EXERCISE GOAL: Starting at the line below that contains "For practice, label the evergreen", print each line through the end of the records exactly as it appears.

** START OF DATA SHOWN **

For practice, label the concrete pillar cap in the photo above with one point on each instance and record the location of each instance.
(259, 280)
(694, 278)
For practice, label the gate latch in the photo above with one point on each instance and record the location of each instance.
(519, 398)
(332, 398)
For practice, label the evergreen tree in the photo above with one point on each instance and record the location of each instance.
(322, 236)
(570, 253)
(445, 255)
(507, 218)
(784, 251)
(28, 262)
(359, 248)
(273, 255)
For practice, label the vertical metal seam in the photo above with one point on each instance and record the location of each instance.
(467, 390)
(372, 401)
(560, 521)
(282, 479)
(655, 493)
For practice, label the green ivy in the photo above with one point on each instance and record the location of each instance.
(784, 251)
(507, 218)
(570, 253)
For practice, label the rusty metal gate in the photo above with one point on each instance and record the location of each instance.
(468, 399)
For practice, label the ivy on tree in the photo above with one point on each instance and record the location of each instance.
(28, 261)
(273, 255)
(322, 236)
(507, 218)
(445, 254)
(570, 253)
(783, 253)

** END OF DATA SHOWN **

OUTPUT FOR THIS EXERCISE:
For practice, label the evergreen tree in the photo above with one point on each instance and record the location of each instance.
(322, 236)
(570, 253)
(445, 255)
(507, 218)
(784, 251)
(28, 262)
(359, 248)
(273, 255)
For practice, label the vertical metal seam in the photo above with one point on each instance and record the location of each instance.
(467, 390)
(372, 401)
(560, 521)
(282, 479)
(655, 493)
For practice, label the green ivy in the photo above with one point on each instance and record the location of each instance.
(784, 251)
(507, 218)
(570, 253)
For practice, label the rusty metal gate in the photo above with one point on each instance and record the location of each instance.
(468, 399)
For practice, label the ivy on tree in the photo above with one point on each instance and record the location of each instance.
(28, 261)
(273, 255)
(322, 236)
(507, 218)
(445, 254)
(570, 253)
(783, 253)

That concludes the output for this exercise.